ENTRIES SUPPLIED start

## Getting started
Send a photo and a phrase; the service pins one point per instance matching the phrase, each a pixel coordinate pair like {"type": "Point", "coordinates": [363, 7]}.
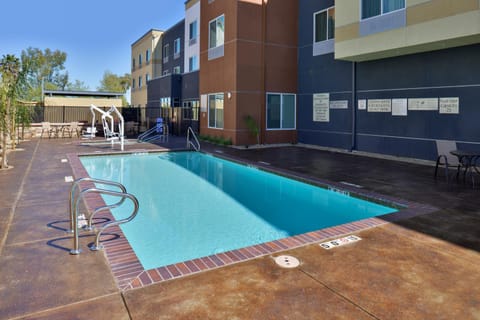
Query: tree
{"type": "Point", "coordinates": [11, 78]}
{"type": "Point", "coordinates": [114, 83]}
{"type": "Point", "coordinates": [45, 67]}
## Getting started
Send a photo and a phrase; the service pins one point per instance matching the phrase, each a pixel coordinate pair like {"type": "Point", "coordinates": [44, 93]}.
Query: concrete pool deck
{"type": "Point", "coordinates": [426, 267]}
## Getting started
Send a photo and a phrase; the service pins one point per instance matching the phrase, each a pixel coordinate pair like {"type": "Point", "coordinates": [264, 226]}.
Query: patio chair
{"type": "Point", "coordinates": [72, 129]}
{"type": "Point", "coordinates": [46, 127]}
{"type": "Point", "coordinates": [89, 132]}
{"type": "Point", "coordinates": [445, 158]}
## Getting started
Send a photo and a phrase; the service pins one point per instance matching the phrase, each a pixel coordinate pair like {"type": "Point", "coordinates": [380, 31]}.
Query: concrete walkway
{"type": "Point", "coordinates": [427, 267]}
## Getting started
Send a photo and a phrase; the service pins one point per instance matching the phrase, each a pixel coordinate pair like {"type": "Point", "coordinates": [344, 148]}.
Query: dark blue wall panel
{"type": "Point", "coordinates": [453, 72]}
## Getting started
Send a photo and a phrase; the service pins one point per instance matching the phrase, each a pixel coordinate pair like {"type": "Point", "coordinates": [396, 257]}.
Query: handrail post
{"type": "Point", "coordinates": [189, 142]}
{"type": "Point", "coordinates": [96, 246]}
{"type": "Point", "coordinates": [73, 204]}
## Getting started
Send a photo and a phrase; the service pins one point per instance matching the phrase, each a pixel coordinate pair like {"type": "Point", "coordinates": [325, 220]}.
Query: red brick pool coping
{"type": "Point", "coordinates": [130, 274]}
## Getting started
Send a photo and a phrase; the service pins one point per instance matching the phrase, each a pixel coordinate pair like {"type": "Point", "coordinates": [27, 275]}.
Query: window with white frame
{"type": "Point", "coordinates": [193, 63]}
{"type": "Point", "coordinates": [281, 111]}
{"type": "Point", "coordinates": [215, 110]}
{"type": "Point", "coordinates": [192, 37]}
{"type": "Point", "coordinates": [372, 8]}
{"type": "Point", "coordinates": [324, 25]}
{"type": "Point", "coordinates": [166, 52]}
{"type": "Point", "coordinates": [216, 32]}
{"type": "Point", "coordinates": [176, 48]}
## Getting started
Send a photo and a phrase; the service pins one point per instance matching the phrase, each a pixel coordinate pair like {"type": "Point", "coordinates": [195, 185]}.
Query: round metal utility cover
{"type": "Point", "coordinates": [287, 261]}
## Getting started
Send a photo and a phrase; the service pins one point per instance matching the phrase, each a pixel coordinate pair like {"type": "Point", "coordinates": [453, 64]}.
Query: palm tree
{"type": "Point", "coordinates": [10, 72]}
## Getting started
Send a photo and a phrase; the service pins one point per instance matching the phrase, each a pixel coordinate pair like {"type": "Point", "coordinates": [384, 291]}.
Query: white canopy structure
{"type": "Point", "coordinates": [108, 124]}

ENTRIES SUPPLIED end

▶ **THE TASK**
Write out the whole listing again, exactly, with no pictures.

▶ **IN RESPONSE**
## Getting started
Send a photo and a phrase; the service pins one point per instance matching the phrase, each a pixel coordinate pair like {"type": "Point", "coordinates": [363, 7]}.
Query: tree
{"type": "Point", "coordinates": [11, 78]}
{"type": "Point", "coordinates": [114, 83]}
{"type": "Point", "coordinates": [45, 67]}
## Getting started
Send a photo and a phrase; the service pins one point per instance matching the phrase, each a pixel coordinate pair like {"type": "Point", "coordinates": [44, 93]}.
Query: concrete pool deck
{"type": "Point", "coordinates": [426, 267]}
## Getting started
Send a photo and a phrase; the service pins one point per instance matching the phrase, each a pixel coordinate pair like {"type": "Point", "coordinates": [264, 226]}.
Query: patio chair
{"type": "Point", "coordinates": [72, 129]}
{"type": "Point", "coordinates": [46, 127]}
{"type": "Point", "coordinates": [89, 132]}
{"type": "Point", "coordinates": [445, 158]}
## Getting started
Send a photo and a phrase; the service pins one point per instance matching the phrase, each a pixel coordinate pair like {"type": "Point", "coordinates": [380, 31]}.
Query: concrete walkway
{"type": "Point", "coordinates": [427, 267]}
## Getting started
Send a photo and a phrase; the service pins one point per instance matching the phrase, each a pixel coordinate pair like {"type": "Point", "coordinates": [344, 148]}.
Query: dark blue wall panel
{"type": "Point", "coordinates": [453, 72]}
## Getting started
Send a photo and a phrase; the service pins one point per instance matching the phrase, each a pixel coordinate pair like {"type": "Point", "coordinates": [396, 257]}.
Query: handrail post
{"type": "Point", "coordinates": [189, 142]}
{"type": "Point", "coordinates": [96, 246]}
{"type": "Point", "coordinates": [73, 204]}
## Getting started
Send a photo and a phrase; the service pins one point per instance matching the phrase, each a pixel coordinate pair like {"type": "Point", "coordinates": [325, 220]}.
Query: red brick pool coping
{"type": "Point", "coordinates": [130, 274]}
## Getting started
Send a photo and a phrase; the service pins one point per instance matching the phrase, each a pixel coordinate pair like {"type": "Point", "coordinates": [27, 275]}.
Query: window with white frame
{"type": "Point", "coordinates": [193, 63]}
{"type": "Point", "coordinates": [281, 111]}
{"type": "Point", "coordinates": [215, 110]}
{"type": "Point", "coordinates": [192, 37]}
{"type": "Point", "coordinates": [372, 8]}
{"type": "Point", "coordinates": [324, 25]}
{"type": "Point", "coordinates": [166, 52]}
{"type": "Point", "coordinates": [216, 32]}
{"type": "Point", "coordinates": [176, 48]}
## Getting started
Send a photo and a phrase; the service pins one point per instance matching the phrase, each a pixel coordinate pair like {"type": "Point", "coordinates": [195, 185]}.
Query: round metal utility cover
{"type": "Point", "coordinates": [287, 261]}
## Getting started
Send a photo and a phrase; the service pins one point per instance matching the phrase, each a pixel coordinate pair like {"type": "Point", "coordinates": [453, 64]}.
Query: palm tree
{"type": "Point", "coordinates": [10, 72]}
## Getting started
Send a photo and a phrase; the service pins one point per instance matching the phrase, each a pixel coordinate pair like {"type": "Point", "coordinates": [384, 291]}.
Query: white canopy structure
{"type": "Point", "coordinates": [108, 124]}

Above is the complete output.